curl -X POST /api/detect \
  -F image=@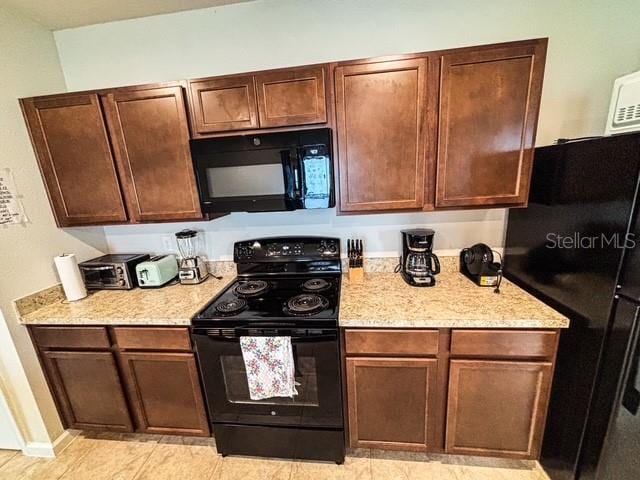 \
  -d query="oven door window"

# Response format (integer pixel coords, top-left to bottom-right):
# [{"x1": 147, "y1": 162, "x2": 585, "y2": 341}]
[
  {"x1": 193, "y1": 331, "x2": 342, "y2": 427},
  {"x1": 220, "y1": 355, "x2": 319, "y2": 407}
]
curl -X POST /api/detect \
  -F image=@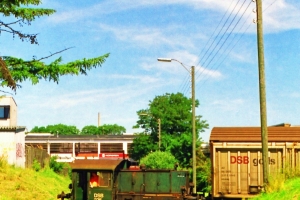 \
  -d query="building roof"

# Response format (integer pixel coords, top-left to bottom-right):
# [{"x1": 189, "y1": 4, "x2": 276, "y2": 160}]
[{"x1": 70, "y1": 158, "x2": 126, "y2": 170}]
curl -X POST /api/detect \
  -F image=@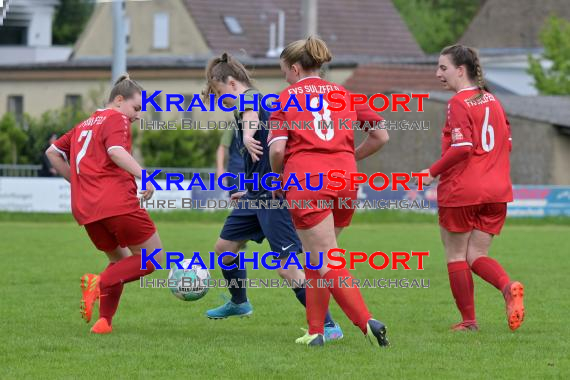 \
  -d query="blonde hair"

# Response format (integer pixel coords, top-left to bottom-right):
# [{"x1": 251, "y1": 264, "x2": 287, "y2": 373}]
[
  {"x1": 109, "y1": 73, "x2": 143, "y2": 103},
  {"x1": 441, "y1": 45, "x2": 489, "y2": 100},
  {"x1": 280, "y1": 36, "x2": 332, "y2": 71},
  {"x1": 202, "y1": 53, "x2": 253, "y2": 100}
]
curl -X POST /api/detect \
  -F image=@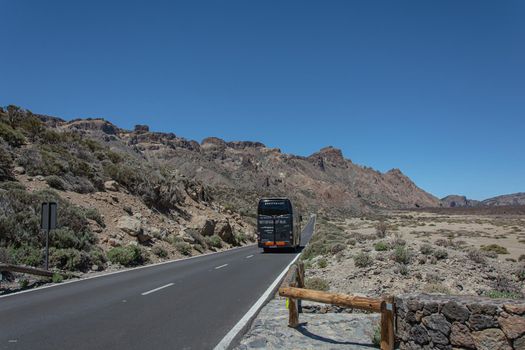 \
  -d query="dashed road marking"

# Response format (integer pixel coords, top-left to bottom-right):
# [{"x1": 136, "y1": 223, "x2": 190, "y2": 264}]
[{"x1": 142, "y1": 283, "x2": 173, "y2": 295}]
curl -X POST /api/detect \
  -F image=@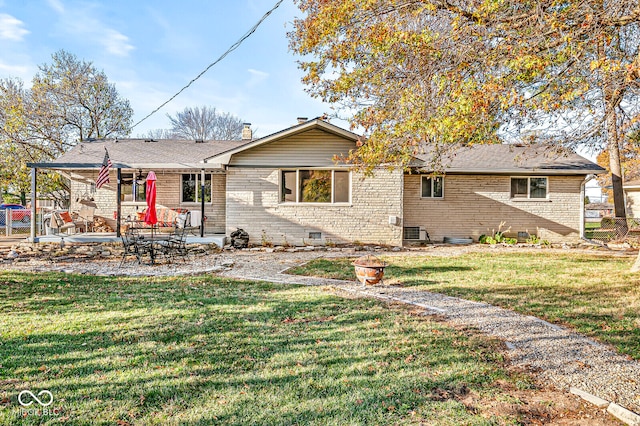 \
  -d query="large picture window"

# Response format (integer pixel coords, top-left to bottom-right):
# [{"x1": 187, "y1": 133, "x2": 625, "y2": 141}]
[
  {"x1": 120, "y1": 173, "x2": 147, "y2": 203},
  {"x1": 511, "y1": 177, "x2": 548, "y2": 199},
  {"x1": 280, "y1": 169, "x2": 351, "y2": 203},
  {"x1": 421, "y1": 176, "x2": 444, "y2": 198},
  {"x1": 182, "y1": 173, "x2": 211, "y2": 203}
]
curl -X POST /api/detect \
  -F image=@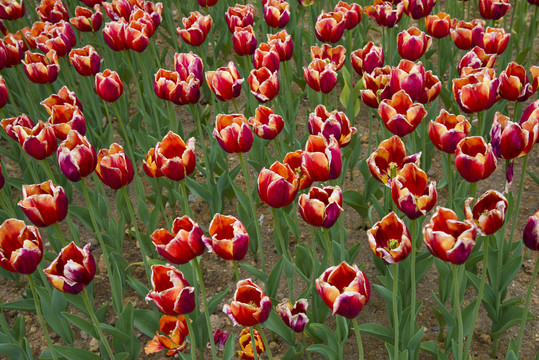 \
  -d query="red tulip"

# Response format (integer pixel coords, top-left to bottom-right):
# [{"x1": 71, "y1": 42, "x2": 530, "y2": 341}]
[
  {"x1": 257, "y1": 161, "x2": 299, "y2": 209},
  {"x1": 203, "y1": 213, "x2": 249, "y2": 261},
  {"x1": 423, "y1": 207, "x2": 476, "y2": 265},
  {"x1": 43, "y1": 242, "x2": 96, "y2": 294},
  {"x1": 95, "y1": 69, "x2": 124, "y2": 102},
  {"x1": 0, "y1": 219, "x2": 43, "y2": 274},
  {"x1": 223, "y1": 279, "x2": 271, "y2": 326},
  {"x1": 146, "y1": 264, "x2": 196, "y2": 316},
  {"x1": 367, "y1": 212, "x2": 412, "y2": 264},
  {"x1": 249, "y1": 105, "x2": 284, "y2": 140},
  {"x1": 429, "y1": 109, "x2": 471, "y2": 154},
  {"x1": 455, "y1": 136, "x2": 498, "y2": 182},
  {"x1": 95, "y1": 143, "x2": 135, "y2": 190},
  {"x1": 56, "y1": 130, "x2": 97, "y2": 181},
  {"x1": 316, "y1": 262, "x2": 371, "y2": 319},
  {"x1": 150, "y1": 216, "x2": 206, "y2": 264},
  {"x1": 154, "y1": 131, "x2": 196, "y2": 181}
]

- Requirement
Which lines in the records above contain the word "query" with matching capitalization? Return each of those lines in full.

- Problem solution
  -d query="oven door window"
  -d query="building roof"
  -d query="blonde hair"
  -d query="dashed road marking"
  -d query="large picture window"
  -d query="red tulip"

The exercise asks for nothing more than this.